• [Instructions to follow]
Every record below is to be repeated exactly, with the pictures left out.

• [Given information]

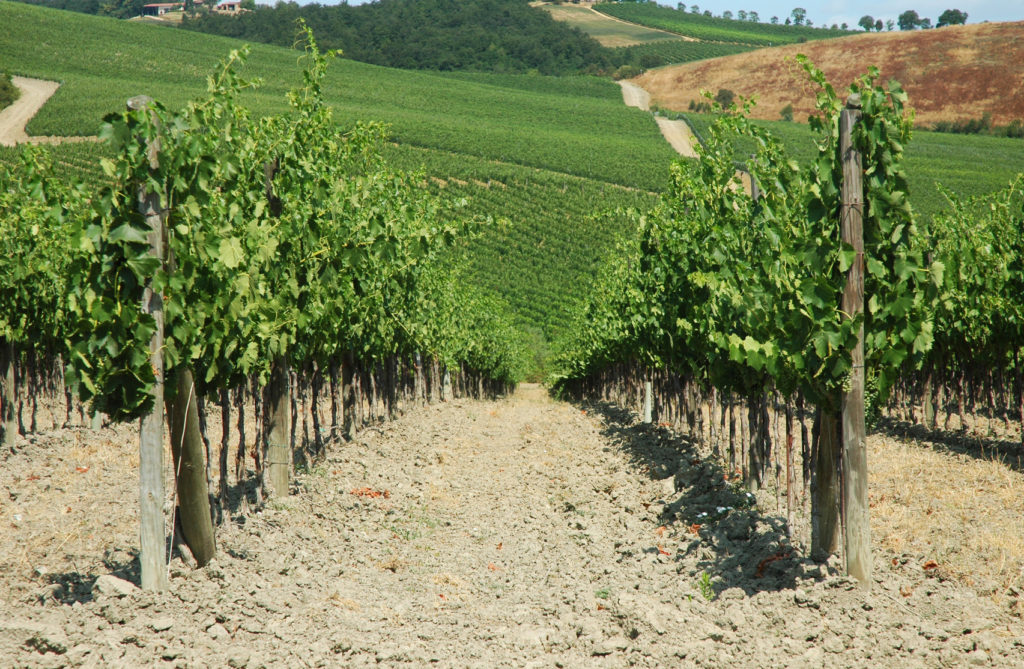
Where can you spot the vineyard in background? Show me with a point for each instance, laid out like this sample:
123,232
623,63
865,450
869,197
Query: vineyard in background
724,316
713,29
229,251
969,166
543,122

• [Solution]
Where can you spot the vineyard in background? Show me with a point for each instance, laid out like this sample:
123,232
623,63
865,450
869,197
Query: vineyard in background
724,316
713,29
229,251
969,166
543,122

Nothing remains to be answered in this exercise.